▸ Text excerpt:
[Start of section]
Obviously, one ingredient missing from gluten free bread is the
gluten. But there's something else that
might be missing too - folic acid.
Folic acid is the synthetic form of folate, an essential B vitamin.[1] Inadequate folate intake can result in a particular type
of anemia, increased blood homocysteine levels (associated with increased risk
of heart disease), and - especially important to women in their child-bearing
years - increased risk of neural tube defects (NTDs) in newborns.[1] The U.S. RDA for adults is 400mcg, and
increases to 600mcg for women who are pregnant.[2]
Since 1998, folic acid fortification of "enriched
cereal-grains" has been mandatory in the US.[3],[4] The impetus of folate fortification was a
desire to "increase the folate intake of women of childbearing age to
assist them in reducing their risk of having a NTD-affected pregnancy."[3],[4] 61 Federal Register 151 (5 Mar. 1996), pp. 8782.
As a result, many products made from
refined grains, including flours, breads, crackers, pastas, and cereals, contain
added folic acid.[5]
But why fortification, as opposed to supplementation?
NTDs are defects in the brain, spine, and/or spinal cord.[4],[6] A fetus's brain, spine, and spinal cord develop
in the first few weeks of pregnancy, before most women are aware they are
pregnant.[4],[6] So by the time a pregnant
woman first sees her doctor to confirm her pregnancy, the NTD ship has
sailed. As stated in the regulations
regarding fortification,
"[f]ood
fortification...has the advantage of reaching a great number of women
in the
target population before conception and during early pregnancy. It also has the
advantage of providing folic
acid in a continuous and passive manner and, thus,
represents a potentially
effective means for improving the folate nutriture
of women throughout their childbearing
years."[4]
61 Federal Register 151 (5 Mar. 1996), pp. 8782.
Relying on supplementation to meet the same goal would
require significant educational efforts and could be prohibitively expensive for
some women.
So back to that missing ingredient. If you check out the ingredient list to that
gluten free bread in your pantry or freezer, you probably won't see folic
acid. Why? Because most gluten free products aren't
required to be fortified. This article
provides a fairly concise explanation as to why (so you don't need to resort to
reading the fortification regulations).
[End of section]
▸ How to complete this task: Extend the article on folic acid and gluten free bread, picking up right after its last sentence.

▸ Extracted data:
[Start of section]
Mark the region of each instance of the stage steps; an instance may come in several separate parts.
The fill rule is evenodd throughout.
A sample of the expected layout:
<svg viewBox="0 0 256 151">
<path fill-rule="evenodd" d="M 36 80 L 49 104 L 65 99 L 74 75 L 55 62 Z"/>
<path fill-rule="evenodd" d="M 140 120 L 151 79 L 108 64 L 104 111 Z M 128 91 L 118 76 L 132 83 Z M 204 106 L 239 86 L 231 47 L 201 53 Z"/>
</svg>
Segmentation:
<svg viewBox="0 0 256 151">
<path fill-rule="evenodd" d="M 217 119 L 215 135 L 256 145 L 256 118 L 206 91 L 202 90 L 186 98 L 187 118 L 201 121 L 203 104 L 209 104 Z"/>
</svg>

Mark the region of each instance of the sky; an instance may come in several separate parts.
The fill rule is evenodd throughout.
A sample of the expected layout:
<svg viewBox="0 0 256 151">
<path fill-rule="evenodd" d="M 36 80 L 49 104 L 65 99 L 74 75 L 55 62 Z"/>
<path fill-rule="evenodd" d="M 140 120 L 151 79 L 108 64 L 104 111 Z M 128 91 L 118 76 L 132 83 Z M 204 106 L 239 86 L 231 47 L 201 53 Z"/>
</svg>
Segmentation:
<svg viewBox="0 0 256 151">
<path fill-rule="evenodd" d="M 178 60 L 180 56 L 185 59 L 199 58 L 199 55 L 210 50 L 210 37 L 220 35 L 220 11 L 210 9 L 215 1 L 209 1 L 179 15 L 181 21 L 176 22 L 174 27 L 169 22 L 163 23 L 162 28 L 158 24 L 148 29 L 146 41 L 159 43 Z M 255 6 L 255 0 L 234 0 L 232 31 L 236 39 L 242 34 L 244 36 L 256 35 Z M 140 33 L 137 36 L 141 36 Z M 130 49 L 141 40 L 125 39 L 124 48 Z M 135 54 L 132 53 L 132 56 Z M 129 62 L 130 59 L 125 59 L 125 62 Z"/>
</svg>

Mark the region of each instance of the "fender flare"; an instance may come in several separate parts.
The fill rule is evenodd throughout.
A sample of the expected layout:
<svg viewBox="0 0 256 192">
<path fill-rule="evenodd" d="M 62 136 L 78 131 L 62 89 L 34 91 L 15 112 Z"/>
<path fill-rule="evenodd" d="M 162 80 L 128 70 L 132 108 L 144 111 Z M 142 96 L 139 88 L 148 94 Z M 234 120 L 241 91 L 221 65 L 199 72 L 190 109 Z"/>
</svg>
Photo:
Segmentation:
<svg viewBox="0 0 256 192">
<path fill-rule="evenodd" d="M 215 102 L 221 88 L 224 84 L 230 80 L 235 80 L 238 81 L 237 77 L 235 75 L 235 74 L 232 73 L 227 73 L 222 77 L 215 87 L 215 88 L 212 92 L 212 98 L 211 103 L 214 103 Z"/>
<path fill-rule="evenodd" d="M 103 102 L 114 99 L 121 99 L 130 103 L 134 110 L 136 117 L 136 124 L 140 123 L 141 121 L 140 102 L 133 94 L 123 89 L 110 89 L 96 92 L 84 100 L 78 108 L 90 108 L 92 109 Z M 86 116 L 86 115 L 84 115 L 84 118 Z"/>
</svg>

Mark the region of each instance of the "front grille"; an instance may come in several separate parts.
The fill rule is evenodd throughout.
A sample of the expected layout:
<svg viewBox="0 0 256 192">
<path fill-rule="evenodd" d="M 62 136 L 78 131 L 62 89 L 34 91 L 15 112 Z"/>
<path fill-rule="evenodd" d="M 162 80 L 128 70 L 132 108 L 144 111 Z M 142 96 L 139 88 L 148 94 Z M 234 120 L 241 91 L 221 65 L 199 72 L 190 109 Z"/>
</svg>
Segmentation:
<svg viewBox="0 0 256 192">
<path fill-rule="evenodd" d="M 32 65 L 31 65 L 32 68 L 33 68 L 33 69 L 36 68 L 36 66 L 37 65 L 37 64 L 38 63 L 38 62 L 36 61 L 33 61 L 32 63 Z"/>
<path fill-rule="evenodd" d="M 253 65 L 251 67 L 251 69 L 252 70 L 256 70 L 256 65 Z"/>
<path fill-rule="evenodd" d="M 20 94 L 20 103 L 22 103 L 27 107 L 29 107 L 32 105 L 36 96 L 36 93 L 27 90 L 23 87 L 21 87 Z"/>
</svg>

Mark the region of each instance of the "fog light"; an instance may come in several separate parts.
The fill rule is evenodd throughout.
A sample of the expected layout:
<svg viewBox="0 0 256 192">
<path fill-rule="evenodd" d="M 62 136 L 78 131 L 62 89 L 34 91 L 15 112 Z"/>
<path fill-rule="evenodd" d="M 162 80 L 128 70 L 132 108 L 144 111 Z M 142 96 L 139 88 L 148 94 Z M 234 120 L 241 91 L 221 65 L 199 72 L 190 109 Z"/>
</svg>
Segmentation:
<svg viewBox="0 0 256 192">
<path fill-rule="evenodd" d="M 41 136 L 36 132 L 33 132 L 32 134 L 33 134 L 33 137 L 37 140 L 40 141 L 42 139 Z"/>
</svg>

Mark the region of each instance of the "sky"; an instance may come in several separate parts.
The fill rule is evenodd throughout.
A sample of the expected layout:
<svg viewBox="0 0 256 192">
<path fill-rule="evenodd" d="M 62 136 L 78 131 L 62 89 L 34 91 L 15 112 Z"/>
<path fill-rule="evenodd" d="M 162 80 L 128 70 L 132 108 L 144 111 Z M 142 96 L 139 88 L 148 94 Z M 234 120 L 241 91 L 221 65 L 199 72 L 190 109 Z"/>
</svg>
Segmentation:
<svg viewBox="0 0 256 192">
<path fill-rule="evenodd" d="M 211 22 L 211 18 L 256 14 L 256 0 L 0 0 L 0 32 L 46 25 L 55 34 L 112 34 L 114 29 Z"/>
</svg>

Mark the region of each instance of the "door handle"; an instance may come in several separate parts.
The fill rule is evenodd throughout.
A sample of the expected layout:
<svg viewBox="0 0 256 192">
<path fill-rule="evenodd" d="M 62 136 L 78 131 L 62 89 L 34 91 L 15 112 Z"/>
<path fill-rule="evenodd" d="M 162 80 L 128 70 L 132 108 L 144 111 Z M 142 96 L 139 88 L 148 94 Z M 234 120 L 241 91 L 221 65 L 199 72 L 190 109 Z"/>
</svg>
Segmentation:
[End of section]
▸ Response for this exercise:
I took a quick survey of the gluten-free foods in my pantry,
and none (including bread, two brands each of crackers and pasta, corn
tortillas, and breadcrumbs) was folic acid fortified. In fact, the only folic acid fortified product
I've purchased in recent memory was white rice, which I typically eschew in
favor of whole grain brown rice.
Granted, folate is naturally present in foods other than fortified
breads and pastas, including leafy greens, fruits and fruit juices, nuts,
beans, grains, dairy, meat, seafood, and poultry.[1] Unfortunately, folate is less available to
our bodies than folic acid,[1] so just loading up on kale chips may not be
enough. In fact, a recent study by researchers
at Columbia University's Celiac Disease Center found that a group of patients following
a gluten free diet had significantly lower blood folate levels than a
comparison group.[7] The study focused on patients who did not have celiac disease,[7] which implies that the lowered folate levels were not the result of celiac disease's characteristic intestinal villi damage and, therefore, more likely tied to diet.
Whatever your personal stance on fortification (there are
those who advocate for less processing of our food, even when that processing involves
adding back nutrients), those of us in our child-bearing years would do well to
think about - and maybe talk to our doctors or dietitians about - whether we're
getting sufficient folate in our gluten free diets.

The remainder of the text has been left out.